TASK OBJECTIVE: Find every line in the rows below that contains the word "wool" and copy each of those lines.

PROVIDED ENTRIES:
** begin **

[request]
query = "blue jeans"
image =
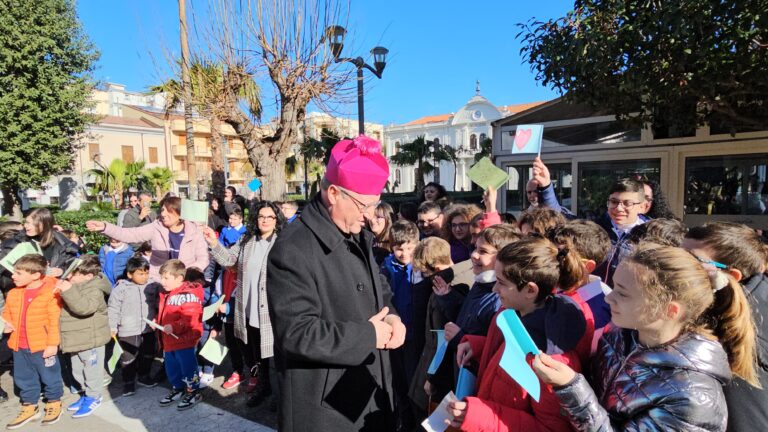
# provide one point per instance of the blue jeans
(181, 368)
(29, 371)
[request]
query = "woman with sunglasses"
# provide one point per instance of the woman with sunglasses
(379, 225)
(249, 335)
(457, 233)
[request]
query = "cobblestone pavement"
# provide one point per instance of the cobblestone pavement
(220, 409)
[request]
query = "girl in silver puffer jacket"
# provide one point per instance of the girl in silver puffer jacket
(663, 368)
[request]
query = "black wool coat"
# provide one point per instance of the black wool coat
(322, 288)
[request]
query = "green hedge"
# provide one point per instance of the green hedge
(75, 221)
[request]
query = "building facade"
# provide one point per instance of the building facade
(463, 130)
(705, 173)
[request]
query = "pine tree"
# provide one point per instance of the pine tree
(46, 63)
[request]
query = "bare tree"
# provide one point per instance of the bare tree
(284, 40)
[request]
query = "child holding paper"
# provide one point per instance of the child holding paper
(31, 317)
(592, 245)
(664, 366)
(482, 302)
(180, 315)
(132, 302)
(432, 258)
(211, 327)
(85, 331)
(398, 270)
(527, 273)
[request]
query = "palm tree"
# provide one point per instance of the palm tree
(112, 180)
(159, 179)
(419, 153)
(134, 175)
(207, 82)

** end **

OUTPUT OF THE EXERCISE:
query = "black wool coat"
# provide one point per instance of the black wool coat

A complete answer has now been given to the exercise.